A block of data:
————————
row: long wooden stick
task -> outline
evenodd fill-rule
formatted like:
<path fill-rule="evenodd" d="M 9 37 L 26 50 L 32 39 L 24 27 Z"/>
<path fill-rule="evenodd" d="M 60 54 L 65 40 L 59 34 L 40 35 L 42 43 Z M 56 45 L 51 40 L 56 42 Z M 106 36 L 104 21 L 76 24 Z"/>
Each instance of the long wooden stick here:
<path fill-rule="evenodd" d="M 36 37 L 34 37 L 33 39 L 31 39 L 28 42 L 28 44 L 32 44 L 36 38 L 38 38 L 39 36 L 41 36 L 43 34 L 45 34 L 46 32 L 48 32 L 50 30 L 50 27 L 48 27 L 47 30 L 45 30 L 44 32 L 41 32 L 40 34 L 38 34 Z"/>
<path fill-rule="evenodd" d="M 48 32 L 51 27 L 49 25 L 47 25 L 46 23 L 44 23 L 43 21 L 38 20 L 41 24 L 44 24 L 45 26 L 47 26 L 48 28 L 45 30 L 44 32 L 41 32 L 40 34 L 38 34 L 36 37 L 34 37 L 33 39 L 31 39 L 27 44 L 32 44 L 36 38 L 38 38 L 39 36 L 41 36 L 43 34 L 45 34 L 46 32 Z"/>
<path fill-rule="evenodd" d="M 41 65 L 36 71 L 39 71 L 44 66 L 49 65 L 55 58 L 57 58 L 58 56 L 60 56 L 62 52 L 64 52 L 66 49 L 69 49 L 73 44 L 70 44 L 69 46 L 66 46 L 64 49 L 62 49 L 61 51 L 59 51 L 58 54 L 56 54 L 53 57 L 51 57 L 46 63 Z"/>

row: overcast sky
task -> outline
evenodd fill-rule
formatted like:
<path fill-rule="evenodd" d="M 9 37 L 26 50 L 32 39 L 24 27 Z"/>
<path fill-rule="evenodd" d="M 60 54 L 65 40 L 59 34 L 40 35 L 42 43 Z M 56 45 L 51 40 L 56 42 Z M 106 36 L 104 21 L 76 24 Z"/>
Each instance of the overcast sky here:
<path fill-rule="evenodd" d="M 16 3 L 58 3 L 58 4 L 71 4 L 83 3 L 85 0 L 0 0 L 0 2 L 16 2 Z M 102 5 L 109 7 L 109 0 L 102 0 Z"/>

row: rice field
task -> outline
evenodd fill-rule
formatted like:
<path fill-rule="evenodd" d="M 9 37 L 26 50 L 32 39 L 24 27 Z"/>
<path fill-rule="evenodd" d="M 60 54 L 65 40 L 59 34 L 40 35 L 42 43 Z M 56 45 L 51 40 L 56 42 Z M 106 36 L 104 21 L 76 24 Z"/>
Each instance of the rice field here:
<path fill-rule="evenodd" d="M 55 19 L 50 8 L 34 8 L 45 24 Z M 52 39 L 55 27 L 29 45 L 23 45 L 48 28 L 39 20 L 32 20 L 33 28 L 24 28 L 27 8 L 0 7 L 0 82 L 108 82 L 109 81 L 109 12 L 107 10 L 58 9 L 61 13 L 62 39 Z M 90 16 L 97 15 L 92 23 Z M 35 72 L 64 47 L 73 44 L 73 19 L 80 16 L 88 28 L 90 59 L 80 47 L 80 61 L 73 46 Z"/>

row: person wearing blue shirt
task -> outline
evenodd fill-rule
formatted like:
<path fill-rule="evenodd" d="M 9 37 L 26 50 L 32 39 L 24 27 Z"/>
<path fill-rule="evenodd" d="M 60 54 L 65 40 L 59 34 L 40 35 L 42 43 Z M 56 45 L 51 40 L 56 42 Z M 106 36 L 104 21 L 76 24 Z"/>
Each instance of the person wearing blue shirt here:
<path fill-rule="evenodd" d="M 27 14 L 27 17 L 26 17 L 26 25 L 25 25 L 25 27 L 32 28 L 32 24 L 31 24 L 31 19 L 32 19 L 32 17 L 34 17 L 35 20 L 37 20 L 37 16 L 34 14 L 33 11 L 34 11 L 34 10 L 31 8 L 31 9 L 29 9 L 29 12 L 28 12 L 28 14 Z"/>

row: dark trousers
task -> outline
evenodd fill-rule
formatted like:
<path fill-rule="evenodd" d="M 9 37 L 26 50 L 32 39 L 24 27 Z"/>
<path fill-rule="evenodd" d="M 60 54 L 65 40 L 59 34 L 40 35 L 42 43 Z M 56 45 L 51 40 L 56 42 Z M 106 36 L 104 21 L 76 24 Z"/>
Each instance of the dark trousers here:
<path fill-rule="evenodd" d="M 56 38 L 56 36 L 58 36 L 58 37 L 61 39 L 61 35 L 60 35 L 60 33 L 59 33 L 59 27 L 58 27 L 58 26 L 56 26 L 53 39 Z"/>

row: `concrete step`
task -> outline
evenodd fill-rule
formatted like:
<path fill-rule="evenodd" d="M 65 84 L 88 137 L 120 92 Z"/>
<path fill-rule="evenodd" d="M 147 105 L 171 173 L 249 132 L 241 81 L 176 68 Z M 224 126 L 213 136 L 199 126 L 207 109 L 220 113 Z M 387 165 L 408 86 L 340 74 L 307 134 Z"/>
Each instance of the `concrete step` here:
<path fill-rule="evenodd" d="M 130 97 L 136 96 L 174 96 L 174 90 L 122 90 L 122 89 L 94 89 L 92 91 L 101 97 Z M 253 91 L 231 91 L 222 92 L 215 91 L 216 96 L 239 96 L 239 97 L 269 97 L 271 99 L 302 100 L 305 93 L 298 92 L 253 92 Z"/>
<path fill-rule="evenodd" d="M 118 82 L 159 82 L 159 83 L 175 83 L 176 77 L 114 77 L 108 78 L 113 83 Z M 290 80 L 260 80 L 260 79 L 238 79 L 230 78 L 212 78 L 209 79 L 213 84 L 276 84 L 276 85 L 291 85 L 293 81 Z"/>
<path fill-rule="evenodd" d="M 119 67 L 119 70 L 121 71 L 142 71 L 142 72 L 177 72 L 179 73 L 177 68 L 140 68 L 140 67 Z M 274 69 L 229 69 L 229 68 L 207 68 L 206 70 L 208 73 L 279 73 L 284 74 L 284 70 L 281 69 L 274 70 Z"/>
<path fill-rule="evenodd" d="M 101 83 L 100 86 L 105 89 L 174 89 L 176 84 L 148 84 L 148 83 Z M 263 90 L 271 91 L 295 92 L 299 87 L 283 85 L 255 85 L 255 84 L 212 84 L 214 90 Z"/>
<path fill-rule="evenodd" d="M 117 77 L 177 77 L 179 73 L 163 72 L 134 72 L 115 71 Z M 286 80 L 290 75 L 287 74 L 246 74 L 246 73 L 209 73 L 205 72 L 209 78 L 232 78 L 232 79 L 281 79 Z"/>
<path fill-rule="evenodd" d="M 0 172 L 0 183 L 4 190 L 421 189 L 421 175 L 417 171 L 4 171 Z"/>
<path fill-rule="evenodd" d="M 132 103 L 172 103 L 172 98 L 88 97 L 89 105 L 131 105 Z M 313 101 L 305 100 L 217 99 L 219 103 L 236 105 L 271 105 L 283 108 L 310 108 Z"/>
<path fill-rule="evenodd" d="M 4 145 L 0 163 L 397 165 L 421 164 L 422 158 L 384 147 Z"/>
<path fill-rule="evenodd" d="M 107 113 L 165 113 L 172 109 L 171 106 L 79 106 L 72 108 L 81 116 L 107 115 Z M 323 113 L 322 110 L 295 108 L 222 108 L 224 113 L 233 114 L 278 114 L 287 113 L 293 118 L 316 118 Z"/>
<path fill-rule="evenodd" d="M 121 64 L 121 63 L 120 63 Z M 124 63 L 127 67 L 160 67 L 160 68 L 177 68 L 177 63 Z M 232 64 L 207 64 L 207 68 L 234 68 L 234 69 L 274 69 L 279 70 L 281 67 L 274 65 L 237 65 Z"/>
————————
What the task asks:
Convert all of the data above into a two-column CSV with the headers request and answer, one row per request. Put each request's text and its answer in a single quoted field, with line breaks replaced by spaces.

Task output:
request,answer
"row: long wooden stick task -> outline evenodd fill-rule formatted like: <path fill-rule=""evenodd"" d=""M 9 37 L 26 50 L 32 39 L 24 27 Z""/> <path fill-rule=""evenodd"" d=""M 60 54 L 65 40 L 59 34 L 40 35 L 42 43 Z M 56 45 L 51 40 L 56 42 Z M 106 36 L 104 21 L 76 24 Z""/> Each instance of the long wooden stick here:","<path fill-rule=""evenodd"" d=""M 36 37 L 34 37 L 33 39 L 31 39 L 28 42 L 28 44 L 32 44 L 36 38 L 38 38 L 39 36 L 41 36 L 43 34 L 45 34 L 46 32 L 48 32 L 50 30 L 50 27 L 48 27 L 47 30 L 45 30 L 44 32 L 41 32 L 40 34 L 38 34 Z""/> <path fill-rule=""evenodd"" d=""M 48 32 L 51 27 L 49 25 L 47 25 L 46 23 L 44 23 L 43 21 L 38 20 L 41 24 L 44 24 L 45 26 L 47 26 L 48 28 L 45 30 L 44 32 L 41 32 L 40 34 L 38 34 L 36 37 L 34 37 L 33 39 L 31 39 L 27 44 L 32 44 L 36 38 L 38 38 L 39 36 L 41 36 L 43 34 L 45 34 L 46 32 Z""/> <path fill-rule=""evenodd"" d=""M 41 65 L 36 71 L 39 71 L 44 66 L 49 65 L 55 58 L 57 58 L 58 56 L 60 56 L 62 52 L 64 52 L 66 49 L 69 49 L 73 44 L 70 44 L 69 46 L 66 46 L 64 49 L 62 49 L 61 51 L 59 51 L 58 54 L 56 54 L 53 57 L 51 57 L 46 63 Z""/>"
"row: overcast sky task -> outline evenodd fill-rule formatted like: <path fill-rule=""evenodd"" d=""M 9 37 L 26 50 L 32 39 L 24 27 Z""/> <path fill-rule=""evenodd"" d=""M 60 54 L 65 40 L 59 34 L 40 35 L 42 43 Z M 56 45 L 51 40 L 56 42 Z M 106 36 L 104 21 L 76 24 Z""/> Each instance of the overcast sky here:","<path fill-rule=""evenodd"" d=""M 16 3 L 58 3 L 58 4 L 71 4 L 83 3 L 85 0 L 0 0 L 0 2 L 16 2 Z M 102 5 L 109 7 L 109 0 L 102 0 Z""/>"
"row: rice field task -> outline evenodd fill-rule formatted like: <path fill-rule=""evenodd"" d=""M 9 37 L 26 50 L 32 39 L 24 27 Z""/> <path fill-rule=""evenodd"" d=""M 60 54 L 65 40 L 59 34 L 40 35 L 42 43 Z M 56 45 L 51 40 L 56 42 Z M 106 36 L 104 21 L 76 24 Z""/> Each instance of the rice field here:","<path fill-rule=""evenodd"" d=""M 55 19 L 50 8 L 34 8 L 45 24 Z M 52 39 L 55 27 L 29 45 L 23 45 L 48 28 L 39 20 L 32 20 L 33 28 L 24 28 L 27 8 L 0 7 L 0 82 L 108 82 L 109 81 L 109 12 L 107 10 L 58 9 L 61 13 L 62 39 Z M 90 16 L 97 15 L 92 23 Z M 35 72 L 64 47 L 73 44 L 73 19 L 80 16 L 88 28 L 90 59 L 80 47 L 80 61 L 73 46 Z""/>"
"row: person wearing blue shirt task -> outline evenodd fill-rule formatted like: <path fill-rule=""evenodd"" d=""M 9 37 L 26 50 L 32 39 L 24 27 Z""/> <path fill-rule=""evenodd"" d=""M 60 54 L 65 40 L 59 34 L 40 35 L 42 43 Z M 56 45 L 51 40 L 56 42 Z M 106 36 L 104 21 L 76 24 Z""/> Each instance of the person wearing blue shirt here:","<path fill-rule=""evenodd"" d=""M 27 14 L 27 17 L 26 17 L 26 25 L 25 25 L 25 27 L 32 28 L 32 24 L 31 24 L 31 19 L 32 19 L 32 17 L 34 17 L 35 20 L 37 20 L 37 16 L 34 14 L 33 11 L 34 11 L 34 10 L 31 8 L 31 9 L 29 9 L 29 12 L 28 12 L 28 14 Z""/>"
"row: dark trousers task -> outline evenodd fill-rule formatted like: <path fill-rule=""evenodd"" d=""M 9 37 L 26 50 L 32 39 L 24 27 Z""/> <path fill-rule=""evenodd"" d=""M 60 54 L 65 40 L 59 34 L 40 35 L 42 43 Z M 56 45 L 51 40 L 56 42 Z M 106 36 L 104 21 L 76 24 Z""/> Each instance of the dark trousers here:","<path fill-rule=""evenodd"" d=""M 56 38 L 56 36 L 58 36 L 58 37 L 61 39 L 61 35 L 60 35 L 60 33 L 59 33 L 59 27 L 58 27 L 58 26 L 56 26 L 53 39 Z""/>"
"row: `concrete step` task -> outline evenodd fill-rule formatted like: <path fill-rule=""evenodd"" d=""M 65 84 L 88 137 L 120 92 Z""/> <path fill-rule=""evenodd"" d=""M 147 105 L 171 173 L 249 132 L 241 81 L 176 68 Z M 224 126 L 213 136 L 199 126 L 207 109 L 220 113 Z M 387 165 L 408 86 L 340 74 L 307 134 Z""/> Each instance of the `concrete step` here:","<path fill-rule=""evenodd"" d=""M 130 97 L 136 96 L 174 96 L 174 90 L 122 90 L 122 89 L 94 89 L 92 91 L 101 97 Z M 253 91 L 231 91 L 222 92 L 215 91 L 216 96 L 239 96 L 239 97 L 269 97 L 271 99 L 302 100 L 305 93 L 298 92 L 253 92 Z""/> <path fill-rule=""evenodd"" d=""M 118 82 L 159 82 L 159 83 L 175 83 L 176 77 L 114 77 L 108 78 L 113 83 Z M 290 80 L 260 80 L 260 79 L 238 79 L 230 78 L 212 78 L 209 79 L 213 84 L 276 84 L 276 85 L 291 85 L 293 81 Z""/> <path fill-rule=""evenodd"" d=""M 119 67 L 119 70 L 121 71 L 142 71 L 142 72 L 177 72 L 179 73 L 177 68 L 140 68 L 140 67 Z M 274 69 L 229 69 L 229 68 L 207 68 L 206 70 L 208 73 L 279 73 L 284 74 L 284 70 L 281 69 L 274 70 Z""/> <path fill-rule=""evenodd"" d=""M 101 83 L 100 86 L 105 89 L 174 89 L 176 84 L 148 84 L 148 83 Z M 263 90 L 271 91 L 295 92 L 299 87 L 283 85 L 255 85 L 255 84 L 212 84 L 214 90 Z""/> <path fill-rule=""evenodd"" d=""M 117 77 L 177 77 L 179 73 L 163 72 L 134 72 L 115 71 Z M 286 80 L 290 75 L 287 74 L 246 74 L 246 73 L 209 73 L 205 72 L 209 78 L 232 78 L 232 79 L 281 79 Z""/> <path fill-rule=""evenodd"" d=""M 0 172 L 0 183 L 4 190 L 421 189 L 421 175 L 417 171 L 4 171 Z""/> <path fill-rule=""evenodd"" d=""M 132 103 L 172 103 L 172 98 L 88 97 L 89 105 L 131 105 Z M 313 101 L 305 100 L 217 99 L 219 103 L 236 105 L 271 105 L 283 108 L 310 108 Z""/> <path fill-rule=""evenodd"" d=""M 4 145 L 0 163 L 397 165 L 421 164 L 422 158 L 384 147 Z""/> <path fill-rule=""evenodd"" d=""M 107 113 L 165 113 L 172 109 L 171 106 L 79 106 L 72 108 L 81 116 L 107 115 Z M 323 113 L 322 110 L 295 108 L 222 108 L 224 113 L 233 114 L 278 114 L 287 113 L 293 118 L 316 118 Z""/> <path fill-rule=""evenodd"" d=""M 121 64 L 121 63 L 120 63 Z M 124 63 L 127 67 L 160 67 L 160 68 L 177 68 L 177 63 Z M 232 64 L 207 64 L 207 68 L 234 68 L 234 69 L 274 69 L 279 70 L 281 67 L 274 65 L 237 65 Z""/>"